=== Short exercise ===
From the line that has "light cord in" down to the final line of the listing below, transcribe every line exactly, and only those.

=== Records for the task ===
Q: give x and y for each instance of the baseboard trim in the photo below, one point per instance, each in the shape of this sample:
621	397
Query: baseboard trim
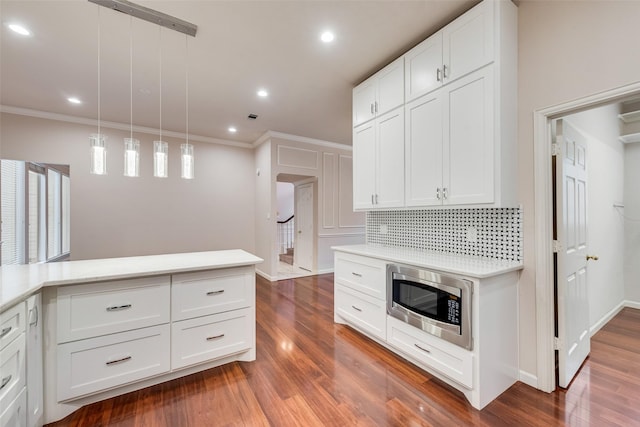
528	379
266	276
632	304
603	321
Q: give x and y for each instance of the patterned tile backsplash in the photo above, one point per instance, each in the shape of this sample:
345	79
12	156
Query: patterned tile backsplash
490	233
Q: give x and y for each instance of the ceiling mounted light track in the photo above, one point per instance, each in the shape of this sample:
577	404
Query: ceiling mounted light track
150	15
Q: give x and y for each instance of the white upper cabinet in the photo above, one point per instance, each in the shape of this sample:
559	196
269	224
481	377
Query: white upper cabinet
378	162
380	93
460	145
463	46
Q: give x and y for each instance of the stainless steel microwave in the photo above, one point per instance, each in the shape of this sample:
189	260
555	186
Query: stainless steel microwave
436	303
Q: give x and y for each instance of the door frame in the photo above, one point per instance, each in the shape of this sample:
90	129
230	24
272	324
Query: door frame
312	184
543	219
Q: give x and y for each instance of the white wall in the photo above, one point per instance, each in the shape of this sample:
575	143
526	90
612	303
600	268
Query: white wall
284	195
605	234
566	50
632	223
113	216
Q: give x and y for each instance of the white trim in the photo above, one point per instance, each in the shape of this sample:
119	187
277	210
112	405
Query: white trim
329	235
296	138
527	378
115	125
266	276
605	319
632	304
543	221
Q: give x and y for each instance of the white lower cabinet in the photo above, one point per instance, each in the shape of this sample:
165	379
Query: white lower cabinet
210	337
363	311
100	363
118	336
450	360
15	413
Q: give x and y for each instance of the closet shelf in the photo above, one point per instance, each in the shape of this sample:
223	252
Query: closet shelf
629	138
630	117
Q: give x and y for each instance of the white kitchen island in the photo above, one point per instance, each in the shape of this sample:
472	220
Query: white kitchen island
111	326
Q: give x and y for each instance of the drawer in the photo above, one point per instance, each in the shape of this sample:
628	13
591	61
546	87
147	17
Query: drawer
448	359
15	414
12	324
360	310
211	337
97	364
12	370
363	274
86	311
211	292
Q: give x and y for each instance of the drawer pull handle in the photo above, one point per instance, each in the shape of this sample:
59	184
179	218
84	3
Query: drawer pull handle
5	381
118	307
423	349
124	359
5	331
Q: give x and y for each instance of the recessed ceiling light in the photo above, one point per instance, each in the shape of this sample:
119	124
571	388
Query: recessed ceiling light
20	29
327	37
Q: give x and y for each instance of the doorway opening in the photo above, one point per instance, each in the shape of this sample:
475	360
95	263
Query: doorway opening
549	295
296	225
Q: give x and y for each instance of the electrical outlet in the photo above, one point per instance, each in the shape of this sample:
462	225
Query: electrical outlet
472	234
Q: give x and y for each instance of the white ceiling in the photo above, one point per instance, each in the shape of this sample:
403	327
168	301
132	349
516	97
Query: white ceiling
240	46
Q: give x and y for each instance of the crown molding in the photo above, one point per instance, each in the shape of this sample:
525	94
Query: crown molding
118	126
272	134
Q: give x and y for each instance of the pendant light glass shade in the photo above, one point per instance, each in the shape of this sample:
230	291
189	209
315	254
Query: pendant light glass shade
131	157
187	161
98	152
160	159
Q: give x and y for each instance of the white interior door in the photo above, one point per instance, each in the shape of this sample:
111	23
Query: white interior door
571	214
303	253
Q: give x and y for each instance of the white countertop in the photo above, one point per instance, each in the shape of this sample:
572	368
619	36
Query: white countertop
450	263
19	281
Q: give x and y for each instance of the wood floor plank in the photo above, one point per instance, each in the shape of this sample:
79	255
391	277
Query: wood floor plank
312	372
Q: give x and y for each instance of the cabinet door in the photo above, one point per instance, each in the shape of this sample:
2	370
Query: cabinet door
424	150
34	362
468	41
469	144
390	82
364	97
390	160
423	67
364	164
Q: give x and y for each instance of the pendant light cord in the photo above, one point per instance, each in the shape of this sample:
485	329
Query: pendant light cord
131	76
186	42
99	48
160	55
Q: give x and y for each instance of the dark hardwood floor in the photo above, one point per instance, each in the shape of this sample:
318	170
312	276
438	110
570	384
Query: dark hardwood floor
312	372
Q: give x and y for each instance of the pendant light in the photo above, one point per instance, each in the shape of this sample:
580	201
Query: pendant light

=== Full solution ===
Q: give x and y for each instance of the pendant light cord in the photo above, one point per instance, each in the shape of this sample:
485	329
Query: pendant light cord
131	76
186	42
99	48
160	55
Q: give x and y for each instance of the dark hardwood floor in the photo above, one point per instance, each in the shape of this sample:
318	170
312	276
438	110
570	384
Query: dark hardwood floor
312	372
Q: give x and y for each instance of the pendant light in the photo above, one point per instance, each in the shape of this sample:
580	201
Query: pendant light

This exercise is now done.